Ms. Rivera was a trans woman and extremely prominent transgender rights activist from the late 1960’s up until her death in the early 2000’s. She made huge sacrifices for the trans community, fighting against trans people’s exclusion from the queer community, and was someone who truly made a difference for people like us.
- Pronouns/gender: she/her, transfem
Sylvia was born in 1959 in New York City, to an absent father and a mother who took her own life when Sylvia was three. She was then put into her grandmother’s care, who beat her when she started experimenting with feminine presentation. At age eleven, she ran away from home, and resorted to prostitution as a means for survival. She found a mother figure when she was twelve in Marsha P. Johnson, a drag queen who inspired her to fight for trans inclusion in queers spaces, especially for trans women of color! Marsha and Sylvia both participated in the fight for African-American rights, and were both involved in the extremely important event in queer history, the Stonewall Riot of 1969. Sylvia stayed awake and rioted for six days, exhilarated by what she described as the start of a revolution.

**COLLECTED DATA**:
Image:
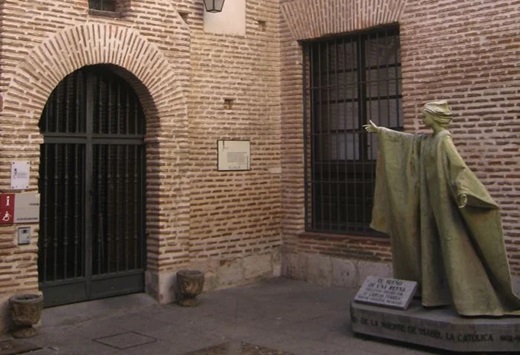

**EXERCISE SET**:
**1.** List every age of Sylvia's that the Sylvia Rivera profile mentions.
**2.** Retype the passage of the Sylvia Rivera profile from "Ms. Rivera was" to "people like us.".

**RESPONSES TO THE EXERCISE**:
**1.** three, eleven, twelve

**2.**
Ms. Rivera was a trans woman and extremely prominent transgender rights activist from the late 1960’s up until her death in the early 2000’s. She made huge sacrifices for the trans community, fighting against trans people’s exclusion from the queer community, and was someone who truly made a difference for people like us.